* What the exercise asks: Extract verbatim every line from the one containing "Query: flower cluster" to the final line of the records below, inclusive, and exclude all pictures.

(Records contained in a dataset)
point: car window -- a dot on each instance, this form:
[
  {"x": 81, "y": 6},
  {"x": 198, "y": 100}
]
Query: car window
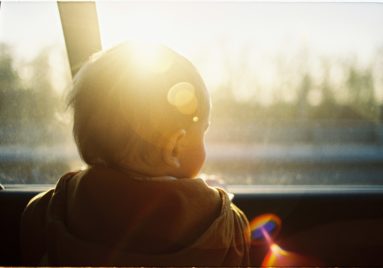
[
  {"x": 35, "y": 136},
  {"x": 296, "y": 88}
]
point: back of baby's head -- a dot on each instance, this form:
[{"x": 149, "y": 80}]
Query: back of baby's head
[{"x": 127, "y": 99}]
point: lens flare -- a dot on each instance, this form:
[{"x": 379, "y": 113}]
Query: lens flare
[
  {"x": 151, "y": 57},
  {"x": 264, "y": 228},
  {"x": 182, "y": 96}
]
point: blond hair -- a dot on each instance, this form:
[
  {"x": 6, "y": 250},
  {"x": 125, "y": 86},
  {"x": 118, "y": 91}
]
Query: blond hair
[{"x": 121, "y": 106}]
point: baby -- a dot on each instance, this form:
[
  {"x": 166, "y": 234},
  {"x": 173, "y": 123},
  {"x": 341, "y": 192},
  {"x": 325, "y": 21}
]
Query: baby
[{"x": 140, "y": 116}]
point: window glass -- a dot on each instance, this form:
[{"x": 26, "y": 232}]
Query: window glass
[
  {"x": 35, "y": 135},
  {"x": 297, "y": 88}
]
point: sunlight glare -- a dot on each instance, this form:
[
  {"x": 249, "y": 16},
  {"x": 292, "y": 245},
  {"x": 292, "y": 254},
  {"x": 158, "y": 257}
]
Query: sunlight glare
[
  {"x": 182, "y": 96},
  {"x": 150, "y": 57}
]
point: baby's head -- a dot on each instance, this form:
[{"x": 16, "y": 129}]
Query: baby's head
[{"x": 141, "y": 108}]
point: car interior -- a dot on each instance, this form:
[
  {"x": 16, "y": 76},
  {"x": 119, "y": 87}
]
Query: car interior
[{"x": 311, "y": 224}]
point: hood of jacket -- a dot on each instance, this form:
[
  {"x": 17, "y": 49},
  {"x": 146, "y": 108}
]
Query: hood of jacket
[{"x": 101, "y": 216}]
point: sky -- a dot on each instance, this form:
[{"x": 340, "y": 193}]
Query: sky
[{"x": 212, "y": 33}]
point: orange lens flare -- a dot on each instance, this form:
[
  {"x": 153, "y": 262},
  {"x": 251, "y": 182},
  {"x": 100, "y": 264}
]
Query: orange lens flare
[{"x": 264, "y": 228}]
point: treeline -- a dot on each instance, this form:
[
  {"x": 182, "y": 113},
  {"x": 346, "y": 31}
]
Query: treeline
[{"x": 34, "y": 100}]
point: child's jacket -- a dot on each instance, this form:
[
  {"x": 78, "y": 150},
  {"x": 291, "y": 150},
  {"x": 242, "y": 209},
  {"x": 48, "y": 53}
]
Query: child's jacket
[{"x": 104, "y": 217}]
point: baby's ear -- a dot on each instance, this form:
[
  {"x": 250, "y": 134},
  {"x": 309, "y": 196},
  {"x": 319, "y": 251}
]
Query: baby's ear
[{"x": 170, "y": 153}]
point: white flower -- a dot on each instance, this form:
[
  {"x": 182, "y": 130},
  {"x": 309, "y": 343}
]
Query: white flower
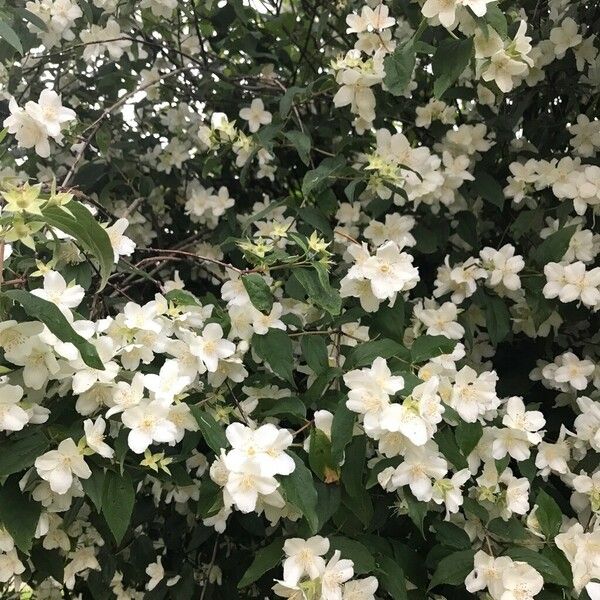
[
  {"x": 156, "y": 572},
  {"x": 421, "y": 465},
  {"x": 337, "y": 572},
  {"x": 94, "y": 437},
  {"x": 10, "y": 565},
  {"x": 12, "y": 416},
  {"x": 210, "y": 347},
  {"x": 473, "y": 395},
  {"x": 256, "y": 115},
  {"x": 521, "y": 582},
  {"x": 444, "y": 10},
  {"x": 121, "y": 244},
  {"x": 487, "y": 573},
  {"x": 149, "y": 422},
  {"x": 503, "y": 266},
  {"x": 168, "y": 383},
  {"x": 361, "y": 589},
  {"x": 565, "y": 36},
  {"x": 245, "y": 485},
  {"x": 50, "y": 113},
  {"x": 266, "y": 445},
  {"x": 304, "y": 557},
  {"x": 390, "y": 271},
  {"x": 58, "y": 467}
]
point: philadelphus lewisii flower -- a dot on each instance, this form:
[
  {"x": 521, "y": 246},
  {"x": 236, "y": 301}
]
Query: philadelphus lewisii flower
[
  {"x": 58, "y": 467},
  {"x": 300, "y": 305},
  {"x": 256, "y": 115},
  {"x": 38, "y": 121}
]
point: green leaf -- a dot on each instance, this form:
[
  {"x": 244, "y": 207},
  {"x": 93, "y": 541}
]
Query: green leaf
[
  {"x": 453, "y": 569},
  {"x": 315, "y": 353},
  {"x": 49, "y": 314},
  {"x": 430, "y": 346},
  {"x": 546, "y": 567},
  {"x": 549, "y": 515},
  {"x": 319, "y": 456},
  {"x": 358, "y": 553},
  {"x": 77, "y": 221},
  {"x": 265, "y": 559},
  {"x": 301, "y": 141},
  {"x": 553, "y": 248},
  {"x": 354, "y": 466},
  {"x": 416, "y": 510},
  {"x": 93, "y": 487},
  {"x": 275, "y": 348},
  {"x": 287, "y": 100},
  {"x": 7, "y": 33},
  {"x": 341, "y": 430},
  {"x": 488, "y": 188},
  {"x": 259, "y": 292},
  {"x": 451, "y": 535},
  {"x": 496, "y": 18},
  {"x": 399, "y": 67},
  {"x": 19, "y": 513},
  {"x": 448, "y": 447},
  {"x": 391, "y": 576},
  {"x": 318, "y": 291},
  {"x": 468, "y": 436},
  {"x": 497, "y": 319},
  {"x": 511, "y": 529},
  {"x": 118, "y": 498},
  {"x": 364, "y": 354},
  {"x": 389, "y": 321},
  {"x": 323, "y": 174},
  {"x": 299, "y": 490},
  {"x": 211, "y": 431},
  {"x": 449, "y": 61},
  {"x": 19, "y": 454},
  {"x": 32, "y": 18}
]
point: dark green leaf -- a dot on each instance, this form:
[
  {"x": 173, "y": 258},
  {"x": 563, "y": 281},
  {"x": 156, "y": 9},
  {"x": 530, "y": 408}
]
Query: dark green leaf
[
  {"x": 549, "y": 515},
  {"x": 275, "y": 348},
  {"x": 315, "y": 353},
  {"x": 430, "y": 346},
  {"x": 301, "y": 141},
  {"x": 259, "y": 292},
  {"x": 553, "y": 248},
  {"x": 7, "y": 33},
  {"x": 449, "y": 61},
  {"x": 453, "y": 569},
  {"x": 391, "y": 576},
  {"x": 19, "y": 454},
  {"x": 77, "y": 221},
  {"x": 49, "y": 314},
  {"x": 546, "y": 567},
  {"x": 211, "y": 431},
  {"x": 364, "y": 563},
  {"x": 364, "y": 354},
  {"x": 319, "y": 292},
  {"x": 341, "y": 430},
  {"x": 324, "y": 174},
  {"x": 19, "y": 513},
  {"x": 299, "y": 490},
  {"x": 265, "y": 559},
  {"x": 118, "y": 498},
  {"x": 488, "y": 188},
  {"x": 399, "y": 66}
]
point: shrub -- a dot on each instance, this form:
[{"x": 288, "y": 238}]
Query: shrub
[{"x": 299, "y": 299}]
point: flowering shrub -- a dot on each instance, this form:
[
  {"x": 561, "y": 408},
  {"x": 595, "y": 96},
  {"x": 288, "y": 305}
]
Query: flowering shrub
[{"x": 299, "y": 299}]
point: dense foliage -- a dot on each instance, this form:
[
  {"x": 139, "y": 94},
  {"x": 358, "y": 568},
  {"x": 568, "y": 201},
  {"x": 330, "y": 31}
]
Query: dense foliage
[{"x": 299, "y": 299}]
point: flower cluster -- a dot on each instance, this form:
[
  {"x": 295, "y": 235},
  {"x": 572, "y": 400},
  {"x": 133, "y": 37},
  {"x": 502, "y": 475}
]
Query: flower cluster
[{"x": 299, "y": 303}]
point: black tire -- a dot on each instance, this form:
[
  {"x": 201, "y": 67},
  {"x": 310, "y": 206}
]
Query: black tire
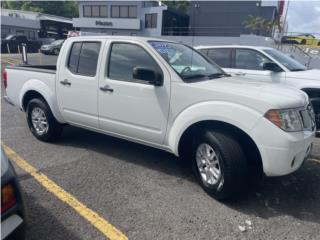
[
  {"x": 233, "y": 164},
  {"x": 54, "y": 129}
]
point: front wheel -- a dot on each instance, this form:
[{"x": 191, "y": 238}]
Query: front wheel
[
  {"x": 56, "y": 51},
  {"x": 220, "y": 164},
  {"x": 41, "y": 121}
]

* Response for this exercise:
Query: flower cluster
[{"x": 299, "y": 303}]
point: black tire -- a dot on each instance, this form:
[
  {"x": 201, "y": 67},
  {"x": 310, "y": 206}
]
Query: black tire
[
  {"x": 233, "y": 164},
  {"x": 54, "y": 129}
]
point: front wheel -- a dot on each instance, this form:
[{"x": 191, "y": 238}]
Query: front wheel
[
  {"x": 56, "y": 51},
  {"x": 220, "y": 164},
  {"x": 41, "y": 121}
]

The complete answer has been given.